[Region annotation entries]
** BEGIN **

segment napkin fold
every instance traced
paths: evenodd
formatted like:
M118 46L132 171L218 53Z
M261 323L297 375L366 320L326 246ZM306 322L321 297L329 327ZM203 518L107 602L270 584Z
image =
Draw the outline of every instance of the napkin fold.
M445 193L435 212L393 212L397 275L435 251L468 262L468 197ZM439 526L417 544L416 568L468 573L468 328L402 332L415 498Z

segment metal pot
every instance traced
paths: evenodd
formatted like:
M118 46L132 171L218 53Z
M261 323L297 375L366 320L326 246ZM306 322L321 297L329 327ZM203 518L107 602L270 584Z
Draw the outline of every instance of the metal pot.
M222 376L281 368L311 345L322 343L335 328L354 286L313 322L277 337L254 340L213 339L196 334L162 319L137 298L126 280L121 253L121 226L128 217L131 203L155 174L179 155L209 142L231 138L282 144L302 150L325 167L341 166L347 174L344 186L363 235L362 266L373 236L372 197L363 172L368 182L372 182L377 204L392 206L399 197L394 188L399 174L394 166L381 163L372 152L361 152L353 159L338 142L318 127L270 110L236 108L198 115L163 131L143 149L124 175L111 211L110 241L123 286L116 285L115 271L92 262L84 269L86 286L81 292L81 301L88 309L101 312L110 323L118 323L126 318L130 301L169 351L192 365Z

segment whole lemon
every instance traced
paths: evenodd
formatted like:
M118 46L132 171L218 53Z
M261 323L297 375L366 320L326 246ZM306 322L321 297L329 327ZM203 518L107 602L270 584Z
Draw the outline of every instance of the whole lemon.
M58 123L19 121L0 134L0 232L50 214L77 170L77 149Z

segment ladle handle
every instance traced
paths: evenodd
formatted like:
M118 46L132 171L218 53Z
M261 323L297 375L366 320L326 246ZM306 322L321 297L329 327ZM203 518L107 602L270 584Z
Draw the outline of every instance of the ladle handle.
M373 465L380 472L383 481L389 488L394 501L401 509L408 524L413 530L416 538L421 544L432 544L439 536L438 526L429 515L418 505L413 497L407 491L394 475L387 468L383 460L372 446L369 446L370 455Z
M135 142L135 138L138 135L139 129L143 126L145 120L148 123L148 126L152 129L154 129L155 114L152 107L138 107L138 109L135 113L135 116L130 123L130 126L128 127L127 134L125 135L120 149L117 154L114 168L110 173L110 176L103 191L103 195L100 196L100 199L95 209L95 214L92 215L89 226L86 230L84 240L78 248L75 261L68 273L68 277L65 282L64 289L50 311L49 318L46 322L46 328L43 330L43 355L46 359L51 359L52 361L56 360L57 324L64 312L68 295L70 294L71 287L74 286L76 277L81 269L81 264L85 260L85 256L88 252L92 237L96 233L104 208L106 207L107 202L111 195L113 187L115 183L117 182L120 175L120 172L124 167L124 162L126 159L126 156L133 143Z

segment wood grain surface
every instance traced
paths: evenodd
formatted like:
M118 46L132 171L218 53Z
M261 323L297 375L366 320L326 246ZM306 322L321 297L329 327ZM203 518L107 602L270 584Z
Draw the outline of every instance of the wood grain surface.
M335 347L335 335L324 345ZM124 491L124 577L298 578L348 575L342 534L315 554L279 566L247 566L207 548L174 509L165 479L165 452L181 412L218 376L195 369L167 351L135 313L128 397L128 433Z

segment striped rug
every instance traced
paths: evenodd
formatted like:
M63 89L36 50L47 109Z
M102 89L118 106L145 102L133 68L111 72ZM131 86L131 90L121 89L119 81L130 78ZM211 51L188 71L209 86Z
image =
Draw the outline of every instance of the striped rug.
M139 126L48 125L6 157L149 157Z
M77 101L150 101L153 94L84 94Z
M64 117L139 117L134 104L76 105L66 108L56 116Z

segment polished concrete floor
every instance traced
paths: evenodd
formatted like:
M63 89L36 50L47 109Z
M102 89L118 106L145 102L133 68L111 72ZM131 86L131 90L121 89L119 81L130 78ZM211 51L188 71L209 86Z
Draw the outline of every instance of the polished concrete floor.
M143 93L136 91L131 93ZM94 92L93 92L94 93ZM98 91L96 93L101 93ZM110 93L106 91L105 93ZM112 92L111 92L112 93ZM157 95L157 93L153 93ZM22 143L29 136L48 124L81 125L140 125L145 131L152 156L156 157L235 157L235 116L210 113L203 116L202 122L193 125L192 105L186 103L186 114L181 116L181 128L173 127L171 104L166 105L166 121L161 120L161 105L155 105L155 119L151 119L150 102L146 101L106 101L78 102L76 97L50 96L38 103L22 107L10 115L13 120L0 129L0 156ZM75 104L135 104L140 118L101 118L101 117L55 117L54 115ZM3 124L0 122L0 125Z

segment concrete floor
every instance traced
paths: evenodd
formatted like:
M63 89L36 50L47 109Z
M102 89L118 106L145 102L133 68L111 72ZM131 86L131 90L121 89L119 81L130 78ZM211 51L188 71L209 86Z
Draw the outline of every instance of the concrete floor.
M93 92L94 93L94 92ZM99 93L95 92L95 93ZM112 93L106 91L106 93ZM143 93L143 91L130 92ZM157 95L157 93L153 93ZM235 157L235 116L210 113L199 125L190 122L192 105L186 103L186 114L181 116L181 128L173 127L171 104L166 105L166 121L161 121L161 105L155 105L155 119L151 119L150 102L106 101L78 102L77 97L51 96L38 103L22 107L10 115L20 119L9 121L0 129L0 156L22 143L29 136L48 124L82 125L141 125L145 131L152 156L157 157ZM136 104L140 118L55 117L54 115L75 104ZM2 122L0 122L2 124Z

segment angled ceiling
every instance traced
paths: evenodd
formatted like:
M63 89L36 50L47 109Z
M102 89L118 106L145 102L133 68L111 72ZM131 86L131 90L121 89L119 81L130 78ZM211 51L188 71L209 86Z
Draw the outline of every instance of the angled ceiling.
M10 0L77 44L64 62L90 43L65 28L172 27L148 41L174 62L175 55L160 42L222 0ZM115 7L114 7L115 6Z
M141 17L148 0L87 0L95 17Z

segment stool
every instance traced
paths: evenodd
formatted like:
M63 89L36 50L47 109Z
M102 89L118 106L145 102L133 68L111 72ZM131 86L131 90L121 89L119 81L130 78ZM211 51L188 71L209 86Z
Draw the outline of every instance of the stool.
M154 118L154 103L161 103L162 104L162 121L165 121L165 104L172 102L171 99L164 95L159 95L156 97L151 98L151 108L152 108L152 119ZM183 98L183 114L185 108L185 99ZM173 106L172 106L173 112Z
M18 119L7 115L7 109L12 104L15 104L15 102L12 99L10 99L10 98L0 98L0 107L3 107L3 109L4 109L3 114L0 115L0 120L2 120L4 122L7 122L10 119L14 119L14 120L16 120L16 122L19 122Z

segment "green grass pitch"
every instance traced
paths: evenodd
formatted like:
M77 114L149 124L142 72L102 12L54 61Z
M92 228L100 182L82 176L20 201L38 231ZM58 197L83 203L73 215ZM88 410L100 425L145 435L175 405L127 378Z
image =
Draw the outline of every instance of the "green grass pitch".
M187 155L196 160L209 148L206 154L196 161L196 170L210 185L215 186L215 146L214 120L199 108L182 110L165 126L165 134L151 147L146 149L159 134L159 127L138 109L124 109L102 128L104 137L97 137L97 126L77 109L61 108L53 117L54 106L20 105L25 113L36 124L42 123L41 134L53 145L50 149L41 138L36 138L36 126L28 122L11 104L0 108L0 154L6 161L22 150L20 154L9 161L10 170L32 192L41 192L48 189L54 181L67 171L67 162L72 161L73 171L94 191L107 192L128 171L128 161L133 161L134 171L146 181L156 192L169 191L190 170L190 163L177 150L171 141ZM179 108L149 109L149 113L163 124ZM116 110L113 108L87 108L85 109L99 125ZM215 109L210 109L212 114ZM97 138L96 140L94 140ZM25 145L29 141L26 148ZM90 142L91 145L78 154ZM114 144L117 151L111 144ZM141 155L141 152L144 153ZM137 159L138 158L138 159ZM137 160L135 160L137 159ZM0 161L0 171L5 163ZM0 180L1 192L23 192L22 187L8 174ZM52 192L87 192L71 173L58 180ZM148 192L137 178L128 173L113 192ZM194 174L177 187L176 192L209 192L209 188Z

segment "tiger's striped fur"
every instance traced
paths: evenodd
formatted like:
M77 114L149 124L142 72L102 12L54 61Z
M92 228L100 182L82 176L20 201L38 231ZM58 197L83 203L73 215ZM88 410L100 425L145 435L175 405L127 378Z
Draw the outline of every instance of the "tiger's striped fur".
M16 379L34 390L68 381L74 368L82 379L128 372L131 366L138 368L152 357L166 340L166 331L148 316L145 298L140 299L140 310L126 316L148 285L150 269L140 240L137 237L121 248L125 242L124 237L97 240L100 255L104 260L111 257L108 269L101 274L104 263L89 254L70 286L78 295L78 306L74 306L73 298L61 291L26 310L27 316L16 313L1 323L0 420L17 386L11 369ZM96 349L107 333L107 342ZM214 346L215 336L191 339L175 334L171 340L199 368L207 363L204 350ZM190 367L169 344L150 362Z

** END **

Output as a JSON list of strings, one per line and skipping blank lines, everything in the entries above from the line containing "segment metal pot" down through the line containing "Draw the outline of every instance of the metal", both included.

▶ _Exercise output_:
[
  "segment metal pot",
  "every instance traced",
  "paths: evenodd",
  "formatted like:",
  "M118 46L132 171L218 53Z",
  "M261 323L297 375L366 320L326 246ZM306 322L321 297L329 327ZM203 518L107 602L270 584Z",
  "Draw the outline of every instance of the metal pot."
]